### The task
Beginning at the line that includes "In this exercise you will label the bird in" in the entries below, print each line exactly as it appears, through the last one.

### Material for the task
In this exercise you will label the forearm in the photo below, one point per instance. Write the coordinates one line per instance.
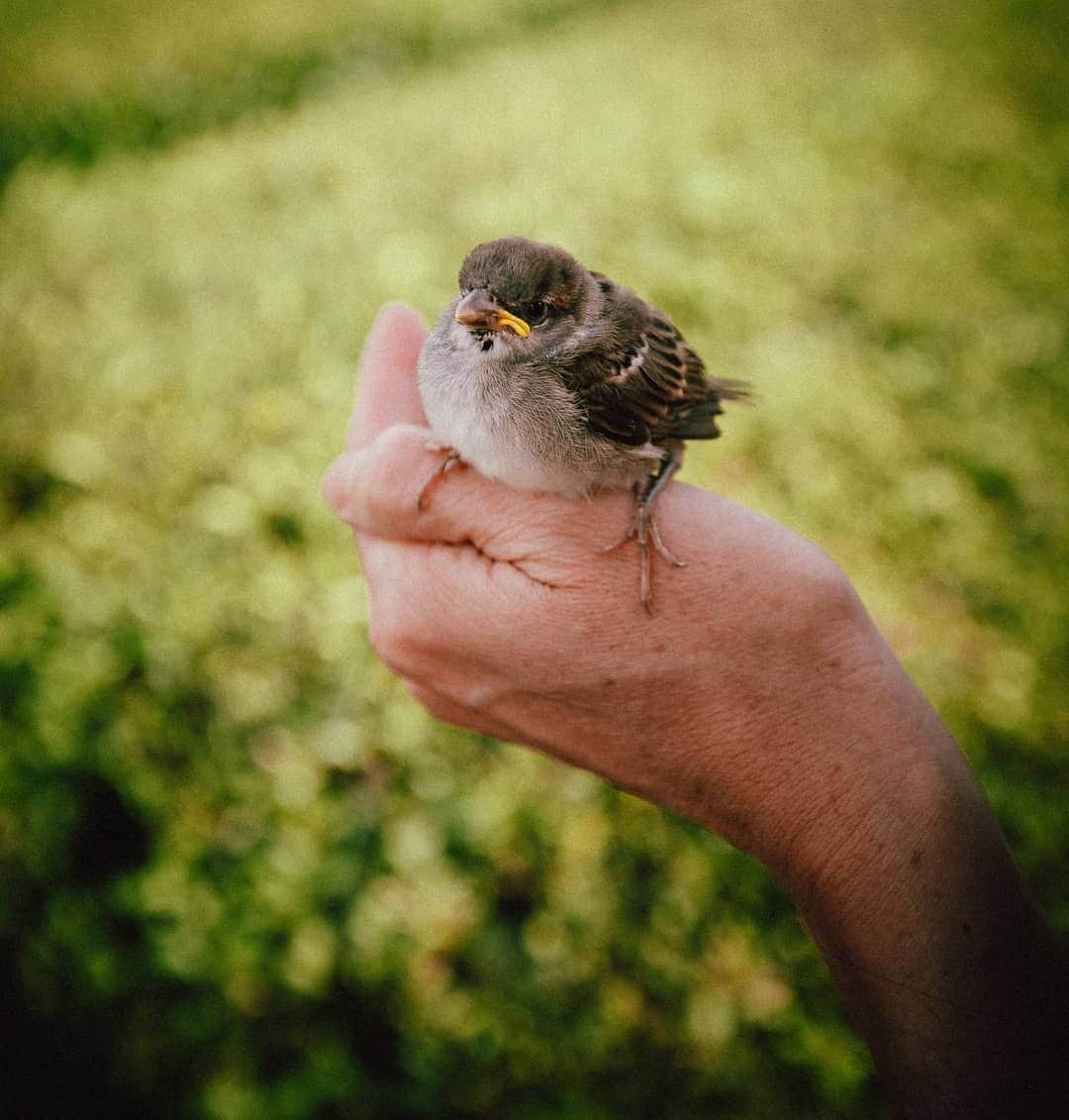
(920, 911)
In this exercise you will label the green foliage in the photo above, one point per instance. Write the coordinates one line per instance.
(243, 874)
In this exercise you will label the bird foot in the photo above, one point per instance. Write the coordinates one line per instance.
(644, 529)
(451, 461)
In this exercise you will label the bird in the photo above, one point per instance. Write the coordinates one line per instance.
(552, 377)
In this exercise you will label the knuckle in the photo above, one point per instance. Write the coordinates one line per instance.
(394, 641)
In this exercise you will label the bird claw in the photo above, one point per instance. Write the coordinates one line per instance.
(452, 459)
(644, 529)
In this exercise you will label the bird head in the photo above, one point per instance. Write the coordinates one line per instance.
(522, 288)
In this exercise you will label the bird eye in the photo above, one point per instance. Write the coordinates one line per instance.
(536, 313)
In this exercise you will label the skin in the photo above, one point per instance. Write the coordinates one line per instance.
(760, 701)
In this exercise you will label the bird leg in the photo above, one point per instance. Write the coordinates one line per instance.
(644, 529)
(452, 459)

### Expected answer
In this exercise you will label the bird in the photo above, one point per instance. Write the coordinates one line per instance.
(552, 377)
In this exercise you will label the knuckle in the photo above, one point per instance. Write the coordinates one line per instance.
(394, 641)
In this exercise you will label the bird claw in the photo above, one point per instance. Write the coordinates one line per instance.
(452, 459)
(644, 529)
In this exercise you will label the bird head in the photo above, one point per instance. Write the coordinates one line per instance.
(522, 288)
In this exercise you will label the bird eye in the photo above, one point per instance. Write the coordinates one line per instance.
(536, 313)
In this exercise you will label the skin in the photo above, one point per instance. Write the coordinates one line per instance.
(760, 701)
In this exercise you will label the bird leg in the photo above, one point per instance. Write the coordinates one line per instance.
(644, 529)
(452, 459)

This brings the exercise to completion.